- [Esercizio assegnato]
Riscrivi queste righe sostituendo "forest" con "woodland" in tutti i record e lasciando invariato tutto il resto. Ometti le immagini dalla risposta.

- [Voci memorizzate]
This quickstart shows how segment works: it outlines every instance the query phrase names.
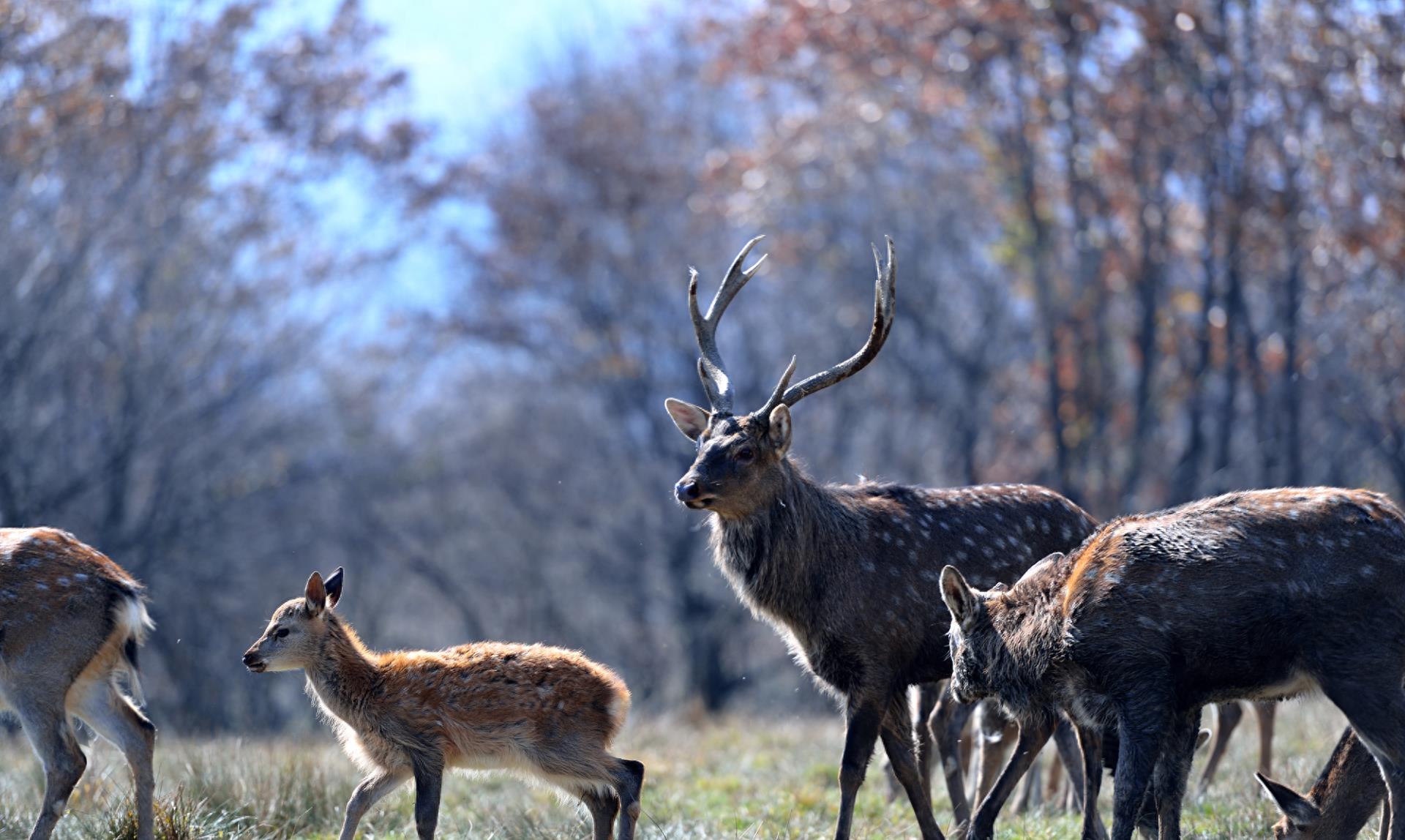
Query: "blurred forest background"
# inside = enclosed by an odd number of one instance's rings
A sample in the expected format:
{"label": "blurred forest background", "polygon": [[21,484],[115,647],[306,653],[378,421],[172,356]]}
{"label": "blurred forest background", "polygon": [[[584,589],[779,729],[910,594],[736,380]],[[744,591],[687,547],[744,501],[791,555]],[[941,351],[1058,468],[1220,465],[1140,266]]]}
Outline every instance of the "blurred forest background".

- [Risposta svolta]
This quickstart shows how segment works: it outlines every instance the query phrase names.
Query: "blurred woodland background"
# inside = enclosed by an odd number of one instance's rings
A sample in the expected format:
{"label": "blurred woodland background", "polygon": [[21,484],[115,647],[306,653],[378,421],[172,356]]}
{"label": "blurred woodland background", "polygon": [[[584,589],[779,729],[910,594],[736,380]],[[744,591],[687,547],[744,501],[791,555]],[[941,351],[1058,468],[1220,465],[1140,266]]]}
Outline every instance of the "blurred woodland background".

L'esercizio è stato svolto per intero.